§ **Directions**:
Below is a block of entries; repeat exactly the lines starting at the line that contains "Target: rocky outcrop" and ending at the line that contains "Where can you spot the yellow", both included.

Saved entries
+ + + + + + +
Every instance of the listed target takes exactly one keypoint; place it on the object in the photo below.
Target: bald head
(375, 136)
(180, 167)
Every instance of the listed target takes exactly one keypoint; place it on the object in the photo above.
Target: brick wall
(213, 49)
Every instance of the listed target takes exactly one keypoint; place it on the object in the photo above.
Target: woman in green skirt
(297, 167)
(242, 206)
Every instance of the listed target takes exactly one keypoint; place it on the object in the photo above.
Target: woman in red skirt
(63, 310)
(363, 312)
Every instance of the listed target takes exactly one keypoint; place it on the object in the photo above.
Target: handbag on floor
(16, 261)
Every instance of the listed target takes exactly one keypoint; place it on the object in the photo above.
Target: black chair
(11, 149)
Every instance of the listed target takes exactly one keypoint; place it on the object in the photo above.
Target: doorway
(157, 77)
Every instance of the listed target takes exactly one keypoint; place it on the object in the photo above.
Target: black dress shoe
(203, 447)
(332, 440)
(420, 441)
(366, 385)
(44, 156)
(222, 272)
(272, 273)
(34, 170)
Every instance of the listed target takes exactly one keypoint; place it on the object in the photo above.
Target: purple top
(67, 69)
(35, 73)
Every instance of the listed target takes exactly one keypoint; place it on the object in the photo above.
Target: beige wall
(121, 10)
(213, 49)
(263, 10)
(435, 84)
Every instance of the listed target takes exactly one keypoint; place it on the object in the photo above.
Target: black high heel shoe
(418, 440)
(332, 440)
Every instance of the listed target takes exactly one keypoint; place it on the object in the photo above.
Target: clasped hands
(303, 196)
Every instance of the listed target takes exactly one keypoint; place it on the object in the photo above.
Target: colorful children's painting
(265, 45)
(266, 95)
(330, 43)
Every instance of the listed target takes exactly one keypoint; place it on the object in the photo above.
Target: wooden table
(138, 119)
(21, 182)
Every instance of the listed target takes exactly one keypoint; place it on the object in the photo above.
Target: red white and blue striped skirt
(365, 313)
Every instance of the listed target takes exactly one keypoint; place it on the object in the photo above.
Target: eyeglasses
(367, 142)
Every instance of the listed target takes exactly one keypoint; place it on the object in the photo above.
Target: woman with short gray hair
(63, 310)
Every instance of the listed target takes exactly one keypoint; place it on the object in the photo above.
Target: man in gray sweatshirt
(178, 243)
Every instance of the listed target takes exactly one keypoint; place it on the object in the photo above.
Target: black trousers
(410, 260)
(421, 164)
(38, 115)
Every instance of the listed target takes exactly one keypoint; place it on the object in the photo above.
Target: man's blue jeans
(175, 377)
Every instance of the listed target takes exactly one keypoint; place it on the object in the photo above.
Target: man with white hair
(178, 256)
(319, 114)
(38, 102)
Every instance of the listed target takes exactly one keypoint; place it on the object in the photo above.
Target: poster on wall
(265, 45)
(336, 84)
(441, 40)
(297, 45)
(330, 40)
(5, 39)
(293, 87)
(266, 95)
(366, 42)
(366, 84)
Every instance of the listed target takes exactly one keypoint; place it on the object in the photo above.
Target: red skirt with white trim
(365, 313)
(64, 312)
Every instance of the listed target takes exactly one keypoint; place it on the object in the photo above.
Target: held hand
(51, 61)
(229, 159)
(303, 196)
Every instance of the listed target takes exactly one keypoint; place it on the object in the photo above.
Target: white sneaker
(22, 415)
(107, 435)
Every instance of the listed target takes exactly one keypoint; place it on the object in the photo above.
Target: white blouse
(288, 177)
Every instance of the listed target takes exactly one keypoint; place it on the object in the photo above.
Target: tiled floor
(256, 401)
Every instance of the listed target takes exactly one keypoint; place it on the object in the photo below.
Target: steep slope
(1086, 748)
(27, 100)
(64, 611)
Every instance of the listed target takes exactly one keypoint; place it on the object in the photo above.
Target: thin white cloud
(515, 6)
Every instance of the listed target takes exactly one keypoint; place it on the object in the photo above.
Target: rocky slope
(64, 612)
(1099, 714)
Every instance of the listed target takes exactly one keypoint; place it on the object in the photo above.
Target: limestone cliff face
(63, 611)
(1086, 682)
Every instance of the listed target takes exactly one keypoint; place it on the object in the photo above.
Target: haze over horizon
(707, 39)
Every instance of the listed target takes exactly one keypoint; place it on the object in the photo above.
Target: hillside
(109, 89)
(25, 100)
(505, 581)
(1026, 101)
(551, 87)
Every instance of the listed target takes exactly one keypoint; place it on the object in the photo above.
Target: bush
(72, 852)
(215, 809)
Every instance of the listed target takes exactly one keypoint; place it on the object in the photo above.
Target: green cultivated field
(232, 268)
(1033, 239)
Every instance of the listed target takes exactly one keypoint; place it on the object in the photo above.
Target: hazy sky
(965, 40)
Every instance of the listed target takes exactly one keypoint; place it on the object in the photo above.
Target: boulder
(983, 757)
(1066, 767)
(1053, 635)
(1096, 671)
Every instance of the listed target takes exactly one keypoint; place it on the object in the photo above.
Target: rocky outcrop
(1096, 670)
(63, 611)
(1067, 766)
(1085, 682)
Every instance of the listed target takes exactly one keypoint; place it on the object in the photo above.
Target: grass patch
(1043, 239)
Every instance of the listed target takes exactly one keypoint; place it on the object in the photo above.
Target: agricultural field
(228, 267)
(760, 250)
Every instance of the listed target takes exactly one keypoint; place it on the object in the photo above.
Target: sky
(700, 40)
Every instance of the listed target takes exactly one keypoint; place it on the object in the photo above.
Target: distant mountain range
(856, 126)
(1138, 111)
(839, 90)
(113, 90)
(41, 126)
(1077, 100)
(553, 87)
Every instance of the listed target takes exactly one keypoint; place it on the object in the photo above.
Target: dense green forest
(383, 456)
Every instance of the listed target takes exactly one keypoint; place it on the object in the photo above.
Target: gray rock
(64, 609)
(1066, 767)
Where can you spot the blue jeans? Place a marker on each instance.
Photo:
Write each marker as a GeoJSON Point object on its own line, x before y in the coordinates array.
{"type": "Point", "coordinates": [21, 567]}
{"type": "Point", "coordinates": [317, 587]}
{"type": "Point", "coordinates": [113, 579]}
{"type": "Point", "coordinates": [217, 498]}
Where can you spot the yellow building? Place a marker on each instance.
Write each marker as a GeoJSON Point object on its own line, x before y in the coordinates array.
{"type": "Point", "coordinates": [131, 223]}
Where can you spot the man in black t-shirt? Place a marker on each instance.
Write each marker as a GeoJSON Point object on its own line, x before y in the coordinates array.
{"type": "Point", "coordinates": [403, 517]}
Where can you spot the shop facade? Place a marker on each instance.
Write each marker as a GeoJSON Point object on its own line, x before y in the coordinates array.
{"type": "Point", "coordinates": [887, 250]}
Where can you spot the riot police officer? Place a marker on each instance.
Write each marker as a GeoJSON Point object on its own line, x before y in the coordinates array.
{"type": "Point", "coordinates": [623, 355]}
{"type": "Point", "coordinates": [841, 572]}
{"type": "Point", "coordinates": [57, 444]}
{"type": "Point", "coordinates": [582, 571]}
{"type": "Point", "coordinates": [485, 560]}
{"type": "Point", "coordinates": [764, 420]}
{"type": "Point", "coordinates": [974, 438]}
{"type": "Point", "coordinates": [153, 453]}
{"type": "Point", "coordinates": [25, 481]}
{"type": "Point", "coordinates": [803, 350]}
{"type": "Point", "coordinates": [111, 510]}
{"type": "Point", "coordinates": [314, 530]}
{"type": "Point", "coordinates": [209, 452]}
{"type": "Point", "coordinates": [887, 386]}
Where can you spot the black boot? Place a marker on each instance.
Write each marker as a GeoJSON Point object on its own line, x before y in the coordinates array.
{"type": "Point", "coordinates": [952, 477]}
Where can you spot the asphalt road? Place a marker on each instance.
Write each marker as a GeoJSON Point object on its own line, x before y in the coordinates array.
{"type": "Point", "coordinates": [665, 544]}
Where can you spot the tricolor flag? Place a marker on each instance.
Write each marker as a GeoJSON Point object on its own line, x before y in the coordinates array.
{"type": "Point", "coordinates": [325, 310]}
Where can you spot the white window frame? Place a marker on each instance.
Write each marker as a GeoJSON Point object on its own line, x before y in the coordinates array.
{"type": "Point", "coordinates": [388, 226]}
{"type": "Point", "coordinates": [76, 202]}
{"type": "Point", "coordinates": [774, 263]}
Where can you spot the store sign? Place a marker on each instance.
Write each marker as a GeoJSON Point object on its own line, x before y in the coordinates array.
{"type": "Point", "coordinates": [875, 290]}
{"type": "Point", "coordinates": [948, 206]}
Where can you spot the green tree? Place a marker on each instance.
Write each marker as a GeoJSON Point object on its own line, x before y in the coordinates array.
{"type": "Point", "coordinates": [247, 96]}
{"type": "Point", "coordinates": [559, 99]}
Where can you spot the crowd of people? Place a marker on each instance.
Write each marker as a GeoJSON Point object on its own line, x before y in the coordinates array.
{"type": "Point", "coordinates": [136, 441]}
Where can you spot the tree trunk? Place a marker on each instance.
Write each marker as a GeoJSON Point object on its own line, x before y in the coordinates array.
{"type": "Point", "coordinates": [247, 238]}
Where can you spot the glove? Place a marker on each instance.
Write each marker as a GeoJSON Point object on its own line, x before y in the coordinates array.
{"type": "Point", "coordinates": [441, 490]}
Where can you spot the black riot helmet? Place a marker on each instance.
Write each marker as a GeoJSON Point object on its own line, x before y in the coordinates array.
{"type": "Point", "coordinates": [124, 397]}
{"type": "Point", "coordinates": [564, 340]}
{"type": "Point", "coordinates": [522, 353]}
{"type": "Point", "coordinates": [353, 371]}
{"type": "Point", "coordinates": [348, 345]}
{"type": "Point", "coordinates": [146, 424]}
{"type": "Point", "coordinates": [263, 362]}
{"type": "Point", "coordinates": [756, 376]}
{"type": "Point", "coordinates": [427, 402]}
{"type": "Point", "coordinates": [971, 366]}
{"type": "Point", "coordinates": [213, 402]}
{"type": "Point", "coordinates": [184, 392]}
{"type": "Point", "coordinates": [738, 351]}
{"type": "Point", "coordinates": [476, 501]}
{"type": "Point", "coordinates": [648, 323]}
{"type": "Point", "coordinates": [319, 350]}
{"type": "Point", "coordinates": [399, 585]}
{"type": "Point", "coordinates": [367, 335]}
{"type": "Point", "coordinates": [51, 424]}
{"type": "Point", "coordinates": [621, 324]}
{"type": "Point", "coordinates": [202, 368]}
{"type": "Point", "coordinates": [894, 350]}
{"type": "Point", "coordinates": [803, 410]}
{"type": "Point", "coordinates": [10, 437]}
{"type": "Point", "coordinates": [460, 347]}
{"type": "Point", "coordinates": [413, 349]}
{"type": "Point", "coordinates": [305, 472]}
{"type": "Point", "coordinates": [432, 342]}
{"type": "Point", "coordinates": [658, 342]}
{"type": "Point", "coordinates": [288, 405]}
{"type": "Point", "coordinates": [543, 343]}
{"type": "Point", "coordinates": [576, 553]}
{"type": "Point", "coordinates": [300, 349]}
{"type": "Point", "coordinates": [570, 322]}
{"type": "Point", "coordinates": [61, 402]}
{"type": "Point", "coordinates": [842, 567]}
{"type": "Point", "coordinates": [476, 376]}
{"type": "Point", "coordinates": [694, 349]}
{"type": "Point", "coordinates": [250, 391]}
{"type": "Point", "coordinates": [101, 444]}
+ + + + + + +
§ **Response to the task**:
Target: rocky outcrop
(1096, 670)
(63, 611)
(1067, 766)
(1085, 682)
Every instance of the listed target takes exactly one keypoint; place it on the object in the photo above.
Target: grass patch
(1043, 239)
Every instance of the listed target takes exactly one keypoint; place it on the object in the photo above.
Target: agricultural field
(228, 267)
(760, 250)
Every instance of the listed target takes exactly one keypoint; place it on the object in the photo above.
Target: sky
(700, 40)
Every instance of the listed target takes exactly one keypoint; place it on the object in the photo above.
Target: distant mountain range
(856, 126)
(1138, 111)
(839, 90)
(113, 90)
(41, 126)
(1077, 100)
(553, 87)
Every instance of the listed target takes exactly one keypoint; place it on the object in the photo above.
Target: dense green forest
(383, 456)
Every instance of the listed target takes exactly one keypoint; place it on the object in the photo above.
Target: gray rock
(64, 609)
(1066, 767)
Where can you spot the blue jeans? Place a marker on each instance.
Photo:
Write each marker as a GeoJSON Point object on its own line, x before y in the coordinates array.
{"type": "Point", "coordinates": [21, 567]}
{"type": "Point", "coordinates": [317, 587]}
{"type": "Point", "coordinates": [113, 579]}
{"type": "Point", "coordinates": [217, 498]}
Where can you spot the yellow building? Place a marker on each instance.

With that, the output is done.